==== Dataset records ====

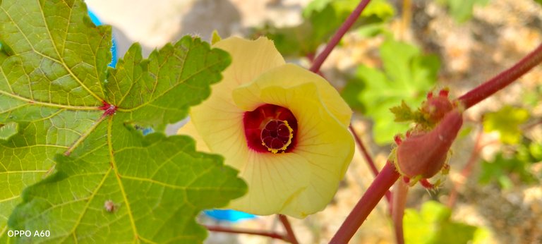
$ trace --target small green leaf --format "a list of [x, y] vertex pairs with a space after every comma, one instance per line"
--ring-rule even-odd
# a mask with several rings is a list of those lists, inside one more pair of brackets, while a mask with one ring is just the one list
[[395, 115], [395, 122], [410, 121], [415, 118], [412, 109], [406, 105], [404, 101], [401, 101], [401, 106], [394, 106], [390, 111]]
[[519, 126], [529, 119], [526, 109], [505, 106], [498, 111], [486, 114], [483, 116], [483, 130], [497, 131], [503, 143], [517, 144], [522, 139]]
[[19, 124], [15, 122], [8, 122], [6, 124], [0, 123], [0, 140], [7, 140], [19, 132]]
[[[450, 219], [452, 211], [443, 205], [428, 201], [419, 213], [406, 209], [403, 218], [406, 243], [466, 243], [475, 238], [479, 228]], [[477, 241], [483, 236], [476, 236]], [[487, 238], [487, 236], [486, 236]]]
[[[407, 123], [395, 122], [396, 118], [403, 121], [416, 118], [415, 111], [409, 114], [408, 111], [419, 106], [434, 86], [440, 61], [435, 56], [421, 54], [414, 46], [392, 39], [385, 41], [380, 51], [383, 71], [359, 66], [356, 78], [364, 85], [348, 92], [357, 93], [357, 100], [366, 109], [366, 114], [375, 121], [375, 142], [383, 145], [392, 142], [394, 135], [409, 128]], [[399, 104], [402, 109], [390, 110]]]

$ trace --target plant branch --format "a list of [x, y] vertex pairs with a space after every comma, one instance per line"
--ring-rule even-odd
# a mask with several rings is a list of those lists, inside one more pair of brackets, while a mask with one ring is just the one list
[[[356, 140], [356, 144], [359, 147], [359, 149], [361, 150], [361, 153], [363, 154], [365, 161], [367, 161], [367, 164], [369, 165], [369, 168], [371, 168], [371, 171], [373, 172], [373, 174], [374, 174], [375, 176], [378, 176], [378, 169], [376, 169], [376, 164], [375, 164], [375, 161], [369, 154], [369, 152], [367, 151], [367, 148], [365, 147], [365, 145], [363, 145], [363, 142], [361, 140], [361, 138], [359, 137], [359, 135], [358, 135], [358, 133], [356, 132], [356, 130], [354, 129], [351, 123], [350, 124], [349, 128], [350, 131], [352, 132], [352, 135], [354, 135], [354, 139]], [[386, 197], [386, 200], [387, 200], [387, 202], [391, 205], [392, 193], [388, 190], [386, 192], [386, 195], [385, 196]]]
[[314, 62], [313, 62], [313, 65], [311, 66], [309, 71], [316, 73], [318, 73], [320, 68], [322, 66], [322, 63], [324, 63], [324, 61], [325, 61], [325, 59], [327, 59], [327, 56], [333, 49], [335, 48], [335, 46], [337, 46], [339, 41], [341, 40], [341, 38], [342, 38], [348, 30], [352, 27], [356, 20], [358, 20], [361, 12], [365, 9], [365, 7], [367, 6], [367, 4], [368, 4], [370, 1], [371, 0], [361, 0], [361, 1], [360, 1], [358, 6], [356, 7], [356, 9], [352, 11], [352, 13], [348, 16], [348, 18], [344, 20], [341, 27], [339, 28], [339, 30], [337, 30], [333, 37], [331, 37], [330, 42], [325, 46], [324, 50], [314, 59]]
[[289, 241], [292, 244], [299, 244], [299, 243], [296, 238], [296, 234], [294, 233], [294, 229], [291, 228], [291, 225], [290, 225], [288, 218], [284, 215], [279, 214], [279, 220], [280, 220], [280, 222], [284, 226], [287, 237], [288, 238], [288, 240], [287, 241]]
[[505, 87], [541, 62], [542, 62], [542, 44], [512, 68], [465, 93], [457, 100], [462, 103], [464, 109], [468, 109]]
[[393, 164], [387, 162], [330, 243], [348, 243], [382, 197], [398, 178], [399, 173]]
[[395, 243], [404, 244], [404, 234], [403, 232], [403, 216], [404, 216], [404, 207], [406, 205], [406, 198], [409, 195], [409, 185], [404, 181], [395, 181], [393, 188], [393, 212], [392, 219], [393, 227], [395, 230]]
[[209, 231], [231, 233], [235, 233], [235, 234], [256, 235], [256, 236], [270, 237], [275, 239], [280, 239], [286, 242], [289, 241], [288, 239], [288, 237], [284, 235], [277, 233], [276, 232], [254, 231], [254, 230], [249, 230], [246, 228], [231, 228], [219, 226], [208, 226], [208, 225], [203, 225], [203, 226]]

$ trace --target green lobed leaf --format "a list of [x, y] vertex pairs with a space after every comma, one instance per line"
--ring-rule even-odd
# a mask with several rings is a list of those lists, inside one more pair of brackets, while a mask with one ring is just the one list
[[466, 243], [475, 236], [478, 243], [488, 238], [477, 234], [481, 228], [450, 219], [452, 211], [443, 205], [428, 201], [419, 213], [406, 209], [403, 218], [406, 243]]
[[482, 123], [486, 132], [497, 131], [502, 142], [517, 144], [522, 139], [519, 126], [529, 118], [526, 109], [507, 105], [497, 111], [486, 114]]
[[[191, 139], [136, 128], [183, 118], [229, 55], [185, 37], [148, 59], [134, 44], [113, 69], [111, 28], [82, 1], [0, 4], [0, 124], [18, 126], [0, 140], [0, 243], [201, 242], [195, 215], [245, 183]], [[51, 236], [8, 240], [8, 218]]]
[[15, 122], [8, 122], [6, 124], [0, 123], [0, 140], [7, 140], [11, 136], [19, 131], [19, 124]]
[[[400, 114], [399, 121], [413, 116], [408, 113], [408, 107], [419, 106], [426, 98], [436, 82], [440, 63], [435, 56], [423, 55], [417, 47], [392, 39], [386, 40], [380, 52], [383, 69], [360, 66], [356, 76], [364, 85], [348, 94], [342, 92], [342, 95], [356, 94], [355, 98], [351, 97], [347, 102], [355, 99], [363, 104], [364, 113], [375, 121], [375, 141], [383, 145], [409, 128], [406, 123], [395, 122], [397, 118], [394, 111]], [[401, 110], [402, 107], [404, 109]], [[395, 109], [390, 111], [390, 108]]]

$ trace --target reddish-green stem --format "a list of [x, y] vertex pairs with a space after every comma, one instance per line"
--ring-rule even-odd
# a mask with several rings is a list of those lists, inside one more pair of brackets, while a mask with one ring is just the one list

====

Task instructions -
Copy out all of the data above line for line, with no changes, but leave the pictures out.

The solution -
$ trace --target small green leaf --format "a list of [x, y] vertex pairs with a space after every comma, one instance per line"
--ring-rule even-odd
# a mask with several rings is a list of those lists, inside one more pair of brackets, while a mask with one ring is just the one list
[[395, 115], [395, 122], [410, 121], [415, 118], [412, 109], [406, 105], [404, 101], [401, 101], [401, 106], [394, 106], [390, 111]]
[[519, 126], [529, 119], [526, 109], [505, 106], [498, 111], [486, 114], [483, 116], [483, 130], [497, 131], [503, 143], [517, 144], [522, 139]]
[[19, 124], [15, 122], [8, 122], [6, 124], [0, 123], [0, 140], [7, 140], [19, 132]]
[[[450, 219], [452, 211], [443, 205], [428, 201], [419, 213], [406, 209], [403, 218], [406, 243], [466, 243], [475, 238], [479, 228]], [[477, 241], [483, 236], [476, 236]], [[487, 238], [487, 236], [486, 236]]]
[[[407, 123], [395, 122], [396, 118], [403, 121], [416, 118], [415, 111], [409, 114], [408, 111], [419, 106], [434, 86], [440, 61], [435, 56], [421, 54], [414, 46], [392, 39], [385, 41], [380, 51], [383, 71], [359, 66], [356, 78], [364, 85], [348, 92], [357, 93], [357, 100], [366, 109], [366, 114], [375, 121], [375, 142], [383, 145], [392, 142], [394, 135], [409, 128]], [[399, 104], [402, 109], [390, 110]]]

$ trace --target plant branch --format "a list of [x, y] vertex pairs with a space after every comma, one instance per line"
--ring-rule even-odd
# a mask with several rings is a list of those lists, inside one more pair of brackets, while a mask with one ring is just the one list
[[[356, 140], [356, 144], [359, 147], [359, 149], [361, 150], [361, 153], [363, 154], [365, 161], [367, 161], [367, 164], [369, 165], [369, 168], [371, 168], [371, 171], [373, 172], [373, 174], [374, 174], [375, 176], [378, 176], [378, 169], [376, 169], [376, 164], [375, 164], [375, 161], [369, 154], [369, 152], [367, 151], [367, 148], [365, 147], [365, 145], [363, 145], [363, 142], [361, 140], [361, 138], [359, 137], [359, 135], [358, 135], [358, 133], [356, 132], [356, 130], [354, 129], [351, 123], [350, 124], [349, 128], [350, 131], [352, 132], [352, 135], [354, 135], [354, 139]], [[386, 197], [386, 200], [387, 200], [387, 202], [391, 205], [392, 193], [388, 190], [386, 192], [386, 195], [385, 196]]]
[[314, 62], [313, 62], [313, 65], [311, 66], [309, 71], [316, 73], [318, 73], [320, 68], [322, 66], [322, 63], [324, 63], [324, 61], [325, 61], [325, 59], [327, 59], [327, 56], [333, 49], [335, 48], [335, 46], [337, 46], [339, 41], [341, 40], [341, 38], [342, 38], [348, 30], [352, 27], [356, 20], [358, 20], [361, 12], [365, 9], [365, 7], [367, 6], [367, 4], [368, 4], [370, 1], [371, 0], [361, 0], [361, 1], [360, 1], [358, 6], [356, 7], [356, 9], [352, 11], [352, 13], [348, 16], [348, 18], [344, 20], [341, 27], [339, 28], [339, 30], [337, 30], [333, 37], [331, 37], [330, 42], [325, 46], [324, 50], [314, 59]]
[[289, 241], [292, 244], [299, 244], [299, 243], [296, 238], [296, 234], [294, 233], [294, 229], [291, 228], [291, 225], [290, 225], [288, 218], [284, 215], [279, 214], [279, 220], [280, 220], [280, 222], [284, 226], [287, 237], [288, 238], [288, 240], [287, 241]]
[[505, 87], [541, 62], [542, 62], [542, 44], [512, 68], [465, 93], [457, 100], [462, 103], [464, 109], [468, 109]]
[[393, 164], [387, 162], [330, 243], [348, 243], [382, 197], [398, 178], [399, 173]]
[[395, 243], [404, 244], [404, 234], [403, 232], [403, 216], [404, 216], [404, 207], [406, 205], [406, 198], [409, 195], [409, 185], [404, 181], [395, 181], [393, 188], [393, 212], [392, 219], [393, 227], [395, 230]]
[[209, 231], [231, 233], [235, 233], [235, 234], [256, 235], [256, 236], [270, 237], [275, 239], [280, 239], [286, 242], [289, 241], [288, 239], [288, 237], [284, 235], [277, 233], [276, 232], [254, 231], [254, 230], [249, 230], [246, 228], [231, 228], [219, 226], [208, 226], [208, 225], [203, 225], [203, 226]]

$ trace --target green lobed leaf --format "a list of [x, y] vertex pairs with a space after every comma, one instance per line"
--ring-rule even-odd
# a mask with several rings is a list of those lists, inside one more pair of brackets, while a mask with one ring is just the one list
[[466, 243], [475, 236], [478, 243], [488, 238], [477, 234], [481, 228], [450, 219], [452, 211], [443, 205], [428, 201], [419, 213], [406, 209], [403, 218], [406, 243]]
[[482, 123], [486, 132], [497, 131], [502, 142], [517, 144], [522, 139], [519, 126], [529, 118], [526, 109], [507, 105], [497, 111], [486, 114]]
[[[191, 139], [136, 128], [183, 118], [229, 55], [185, 37], [148, 59], [134, 44], [113, 69], [111, 28], [82, 1], [0, 4], [0, 124], [18, 126], [0, 140], [0, 243], [201, 242], [195, 215], [245, 183]], [[51, 236], [8, 240], [8, 218]]]
[[15, 122], [8, 122], [6, 124], [0, 123], [0, 140], [7, 140], [11, 136], [19, 131], [19, 124]]
[[[400, 114], [399, 121], [413, 116], [408, 113], [408, 107], [419, 106], [426, 98], [436, 82], [440, 63], [435, 56], [423, 55], [417, 47], [392, 39], [386, 40], [380, 52], [383, 69], [360, 66], [356, 76], [364, 85], [348, 94], [342, 92], [342, 95], [356, 94], [355, 98], [351, 97], [347, 102], [355, 99], [363, 104], [364, 113], [375, 121], [375, 141], [383, 145], [409, 128], [406, 123], [395, 122], [397, 118], [394, 111]], [[401, 110], [402, 107], [404, 109]], [[395, 109], [390, 111], [390, 108]]]

$ trace --target reddish-green stem --format "a list of [x, y] vertex pairs with a space after every comma, one instance per line"
--ring-rule even-odd
# a mask with several rings is a list of those lists, inside one more pair of brackets, while a mask with one ring is just the one list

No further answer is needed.